**Short problem**
Return all of the lines below exactly as they are.

**Dataset records**
★ ★ ★ ★ ★
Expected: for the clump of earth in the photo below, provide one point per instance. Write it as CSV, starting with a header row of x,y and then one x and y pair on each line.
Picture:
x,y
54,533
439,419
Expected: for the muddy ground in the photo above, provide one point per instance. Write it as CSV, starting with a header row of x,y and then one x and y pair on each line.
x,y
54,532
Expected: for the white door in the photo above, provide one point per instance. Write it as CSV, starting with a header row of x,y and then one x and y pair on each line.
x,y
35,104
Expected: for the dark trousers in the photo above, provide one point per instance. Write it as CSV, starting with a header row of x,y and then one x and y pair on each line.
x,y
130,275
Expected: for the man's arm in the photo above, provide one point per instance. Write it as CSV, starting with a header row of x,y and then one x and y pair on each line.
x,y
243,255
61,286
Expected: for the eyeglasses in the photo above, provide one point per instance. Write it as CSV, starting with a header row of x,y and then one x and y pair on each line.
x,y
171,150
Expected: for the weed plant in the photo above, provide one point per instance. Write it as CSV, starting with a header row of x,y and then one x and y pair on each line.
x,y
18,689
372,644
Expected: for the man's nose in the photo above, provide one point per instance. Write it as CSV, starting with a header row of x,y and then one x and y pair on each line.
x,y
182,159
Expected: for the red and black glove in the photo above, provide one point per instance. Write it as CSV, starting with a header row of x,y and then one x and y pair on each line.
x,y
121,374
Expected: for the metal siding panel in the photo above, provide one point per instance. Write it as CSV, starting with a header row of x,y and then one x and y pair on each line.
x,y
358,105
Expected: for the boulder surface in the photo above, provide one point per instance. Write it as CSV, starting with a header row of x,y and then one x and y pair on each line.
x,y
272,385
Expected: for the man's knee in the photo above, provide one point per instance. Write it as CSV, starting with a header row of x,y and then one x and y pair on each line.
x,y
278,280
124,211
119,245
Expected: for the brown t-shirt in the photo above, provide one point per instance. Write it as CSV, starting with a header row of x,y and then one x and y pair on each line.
★ ★ ★ ★ ★
**Result of the exercise**
Expected: for the clump of earth in the photo below, provide one point per instance. Write it as CSV, starting with a header row of x,y and then one x and y pair on each line.
Picture:
x,y
54,533
439,419
Expected: for the muddy ground in the photo above, provide one point per instance. Write it as CSV, starting with a header row of x,y and then one x and y pair on each line.
x,y
54,532
Expected: for the white door in the photo above, provide one point per instance. Write it as CSV, starting with a header row of x,y and then one x and y pair on each line.
x,y
35,104
Expected: for the dark trousers in the photo above, provide one point per instance. Write it as CSV, starting with a header row of x,y and then one x and y pair on each line.
x,y
130,275
Expected: for the man's arm in the photo above, provide one point per instance. Write it as CSV, starting with a header row of x,y and then one x and y pair on each line.
x,y
243,255
61,286
Expected: for the eyeglasses in the photo above, provide one point per instance. Write it as CSV, starting with a header row of x,y and then one x and y pair on each line.
x,y
171,150
Expected: for the weed plant in the photo above, provide one point per instance. Write it as CSV, starting with a header row of x,y and then one x and y pair on each line.
x,y
18,689
372,644
Expected: for the man's nose in the photo above, provide one point per instance. Write it as CSV, starting with a header row of x,y and then one x and y pair on each line.
x,y
182,159
Expected: for the red and black glove in the photo above, provide one point per instance. Write it as CSV, starting with a header row of x,y and then one x and y pair on each line.
x,y
121,374
Expected: for the metal siding panel in the photo above, provide one point per instance. Write it as CSV, starting with a header row of x,y and then one x and y pair on each line.
x,y
358,105
Expected: for the boulder surface in the photo above, provide one point per instance. Write it as CSV, starting with a header row of x,y and then one x and y pair on each line.
x,y
272,385
Expected: for the man's knee in the photo above, provide one point per instance. Write it as CSV, starting with a header row of x,y and then one x and y pair on each line.
x,y
278,280
124,211
119,245
Expected: for the brown t-shirt in the photo above, provide one point per instance. Write it as CSV, starting with a header row of x,y and then one x and y pair on each line.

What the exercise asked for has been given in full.